[Page text]
“Mama, You’re Fat”

“Did you hear about what my son said?,” asked one of my favorite moms recently. No, I hadn’t heard, but with that opening I sure wanted to. Jenn has an adorable and precocious 3-year-old, and I love to hear about his antics.

The story she told went like this …

“We were sitting on the couch cuddling up after a birthday party for a friend’s child and I was showing him some photos I’d taken. We came to a picture of him sitting on my lap eating birthday cake and ice cream. “Mama,” he said, “your leg looks so big.” I asked him what he meant, and he said, “Fat. Your leg is fat.”

“My leg is fat. Does that mean that I’m fat?”

“Yes, Mama, you’re fat. I wish you wasn’t fat.

“What does ‘fat’ mean? What don’t you like about it?”

“It means you eat too much bad things and it’s bad.”

“It’s bad? Would it be good if I were thinner?”

“Yes, it would be so good.”

Jenn went on to talk to her little guy about how people can be self-concious about their bodies, and sometimes it hurts their feelings when other people call them fat, so even though he hadn’t hurt her feelings because she always wants to hear what he’s thinking, he might not want to tell other people that they’re fat.

By the time Jenn told me about it a couple of days later it was clear those words still stung. She had gained some weight, and while she wasn’t obese or unhealthy, it was something that nagged at her.  She had already resolved to start a new nutrition plan and lose the extra pounds that had crept on with two pregnancies and the stress of working motherhood, because hearing it from the mouth of her little guy hit home in a way that other motivators never could. That’s a good and positive thing.

But I couldn’t stop thinking about a slightly different take on her story. What does it mean when your little one tells you something you don’t particularly want to hear? What if it’s the truth? What if it’s not?

[Records]

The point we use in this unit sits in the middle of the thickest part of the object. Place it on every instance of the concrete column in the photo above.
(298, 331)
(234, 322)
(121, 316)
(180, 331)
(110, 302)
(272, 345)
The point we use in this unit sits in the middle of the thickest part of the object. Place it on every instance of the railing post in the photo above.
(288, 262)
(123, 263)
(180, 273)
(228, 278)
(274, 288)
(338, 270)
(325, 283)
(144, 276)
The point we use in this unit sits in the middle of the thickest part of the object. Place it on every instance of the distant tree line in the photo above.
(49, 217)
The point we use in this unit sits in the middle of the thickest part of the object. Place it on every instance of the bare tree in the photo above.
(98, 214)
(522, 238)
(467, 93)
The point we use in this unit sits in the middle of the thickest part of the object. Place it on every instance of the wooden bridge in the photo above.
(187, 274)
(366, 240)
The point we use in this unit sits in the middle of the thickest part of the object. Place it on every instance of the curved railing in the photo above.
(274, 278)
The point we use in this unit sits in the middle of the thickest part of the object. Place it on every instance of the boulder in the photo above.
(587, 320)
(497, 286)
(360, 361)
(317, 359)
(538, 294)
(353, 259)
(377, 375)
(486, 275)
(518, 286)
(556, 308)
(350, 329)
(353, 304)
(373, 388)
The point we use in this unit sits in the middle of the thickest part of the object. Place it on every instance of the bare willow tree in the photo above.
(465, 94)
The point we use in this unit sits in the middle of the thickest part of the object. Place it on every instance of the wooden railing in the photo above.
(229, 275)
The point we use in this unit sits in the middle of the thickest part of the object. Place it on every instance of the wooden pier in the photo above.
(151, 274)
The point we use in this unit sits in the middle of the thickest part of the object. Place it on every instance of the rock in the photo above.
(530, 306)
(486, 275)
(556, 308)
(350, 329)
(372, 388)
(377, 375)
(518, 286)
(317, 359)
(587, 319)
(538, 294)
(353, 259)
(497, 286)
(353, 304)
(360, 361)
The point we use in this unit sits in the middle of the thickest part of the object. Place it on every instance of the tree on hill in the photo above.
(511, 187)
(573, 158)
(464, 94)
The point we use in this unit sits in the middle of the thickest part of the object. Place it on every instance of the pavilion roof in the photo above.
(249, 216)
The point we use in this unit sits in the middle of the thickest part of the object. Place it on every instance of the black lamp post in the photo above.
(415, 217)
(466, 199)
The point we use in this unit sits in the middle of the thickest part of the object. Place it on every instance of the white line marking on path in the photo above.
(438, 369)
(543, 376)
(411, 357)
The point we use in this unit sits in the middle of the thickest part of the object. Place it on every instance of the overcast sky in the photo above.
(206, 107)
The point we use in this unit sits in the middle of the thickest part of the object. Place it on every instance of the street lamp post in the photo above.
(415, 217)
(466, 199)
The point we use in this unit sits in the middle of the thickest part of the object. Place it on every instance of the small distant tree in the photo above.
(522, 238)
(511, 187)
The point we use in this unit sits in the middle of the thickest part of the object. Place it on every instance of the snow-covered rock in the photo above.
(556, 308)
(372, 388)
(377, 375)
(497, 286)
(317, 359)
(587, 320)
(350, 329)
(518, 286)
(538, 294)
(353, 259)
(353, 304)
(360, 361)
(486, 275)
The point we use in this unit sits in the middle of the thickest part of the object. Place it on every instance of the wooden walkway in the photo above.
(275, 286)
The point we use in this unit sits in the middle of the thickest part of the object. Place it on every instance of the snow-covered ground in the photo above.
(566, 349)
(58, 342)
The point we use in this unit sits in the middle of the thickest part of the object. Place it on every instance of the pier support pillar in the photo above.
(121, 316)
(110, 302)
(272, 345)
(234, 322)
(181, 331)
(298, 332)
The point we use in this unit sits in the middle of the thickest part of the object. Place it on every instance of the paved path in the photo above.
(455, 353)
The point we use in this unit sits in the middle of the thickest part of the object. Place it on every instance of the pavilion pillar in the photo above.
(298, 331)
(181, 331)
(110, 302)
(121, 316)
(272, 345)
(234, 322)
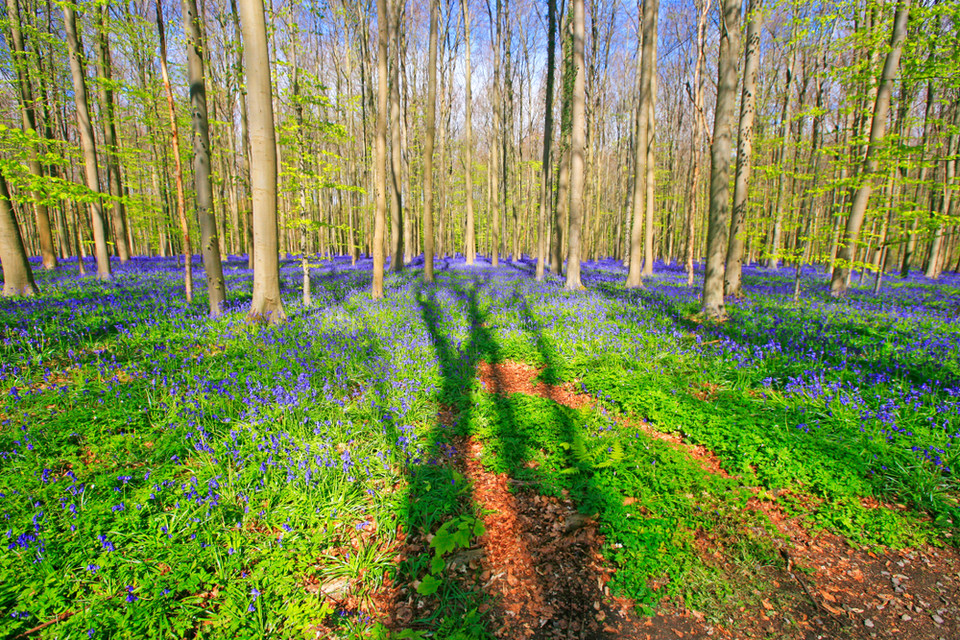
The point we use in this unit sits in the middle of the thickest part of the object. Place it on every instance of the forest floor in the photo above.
(486, 457)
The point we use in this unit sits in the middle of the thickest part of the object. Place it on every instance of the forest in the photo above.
(470, 319)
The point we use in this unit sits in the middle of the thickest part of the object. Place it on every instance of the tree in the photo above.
(470, 239)
(209, 243)
(87, 141)
(110, 141)
(428, 146)
(379, 222)
(178, 165)
(712, 303)
(751, 59)
(546, 186)
(17, 276)
(266, 304)
(576, 148)
(646, 67)
(881, 108)
(396, 159)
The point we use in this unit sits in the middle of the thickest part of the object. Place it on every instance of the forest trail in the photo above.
(540, 562)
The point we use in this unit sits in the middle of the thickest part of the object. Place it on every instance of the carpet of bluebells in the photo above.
(167, 475)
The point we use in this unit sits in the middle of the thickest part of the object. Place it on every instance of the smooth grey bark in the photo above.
(935, 257)
(751, 60)
(17, 275)
(380, 156)
(470, 234)
(209, 242)
(841, 270)
(29, 123)
(546, 184)
(427, 226)
(110, 141)
(178, 167)
(266, 304)
(645, 67)
(911, 244)
(87, 141)
(577, 141)
(712, 303)
(396, 161)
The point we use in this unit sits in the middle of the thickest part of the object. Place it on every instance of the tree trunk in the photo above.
(17, 276)
(751, 59)
(576, 148)
(546, 184)
(838, 284)
(29, 123)
(379, 222)
(720, 160)
(87, 141)
(110, 141)
(209, 243)
(396, 164)
(266, 304)
(428, 146)
(470, 240)
(178, 168)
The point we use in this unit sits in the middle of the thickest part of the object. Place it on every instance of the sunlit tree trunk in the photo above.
(838, 283)
(380, 219)
(577, 135)
(266, 304)
(87, 141)
(428, 146)
(209, 243)
(720, 160)
(546, 186)
(110, 141)
(29, 124)
(17, 276)
(734, 263)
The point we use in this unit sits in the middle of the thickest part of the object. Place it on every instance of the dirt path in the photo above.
(541, 565)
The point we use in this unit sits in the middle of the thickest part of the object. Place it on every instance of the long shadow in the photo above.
(494, 422)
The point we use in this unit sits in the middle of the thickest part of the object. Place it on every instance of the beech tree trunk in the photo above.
(720, 160)
(87, 141)
(470, 234)
(17, 275)
(577, 136)
(546, 185)
(29, 123)
(266, 305)
(396, 164)
(178, 166)
(751, 60)
(209, 242)
(838, 283)
(380, 219)
(110, 141)
(428, 146)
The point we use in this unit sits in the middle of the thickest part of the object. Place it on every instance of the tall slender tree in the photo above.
(209, 242)
(546, 185)
(427, 226)
(266, 304)
(470, 238)
(29, 124)
(17, 275)
(712, 302)
(878, 127)
(748, 99)
(577, 141)
(87, 141)
(380, 217)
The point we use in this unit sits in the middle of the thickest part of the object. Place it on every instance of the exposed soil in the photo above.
(541, 566)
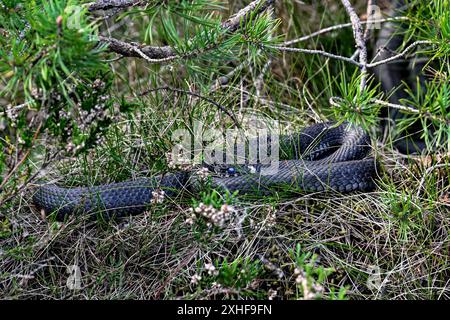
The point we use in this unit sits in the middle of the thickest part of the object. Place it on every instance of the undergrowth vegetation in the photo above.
(75, 112)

[Task instructions] Write the next part of the "Mama, You're Fat" piece, picking up after its final question. The rows are unrelated to the "Mama, You're Fat" piece.

[Written response]
How do we take the opinions and pronouncements of our 3 or 7 or 15-year-olds (or 25- year-olds, for that matter) and put them in proper perspective? How do we maintain healthy boundaries so our kids know that we’re in charge and are well-equipped to keep them healthy and safe, while at the same time  taking their thoughts seriously, especially when they’re critical of us?

Is “Mama, you’re fat,” different than “Mama, you smoke”? How about “Mama, I don’t like  you to drink wine,” or “Mama, those jeans are too tight,” or this knife through the heart, “Mama, I hate you.”

Consider this. “Mama, my friend says Fox News is way better than CNN, let’s watch it.”

What do you do or say when your child gives feedback you’d rather not have? When does honesty turn into criticism, and when does a child’s criticism of a parent become inappropriate? Does it matter if the criticism is deliberately hurtful or inadvertently hurtful, like in the story above?

Maybe it’s enough to respond with something like, “I appreciate that you shared your honest opinion with me. I’m going to take some time to think about that.” Or maybe it provides a teachable moment for a conversation about the power of words and how words can hurt even when you don’t mean them to.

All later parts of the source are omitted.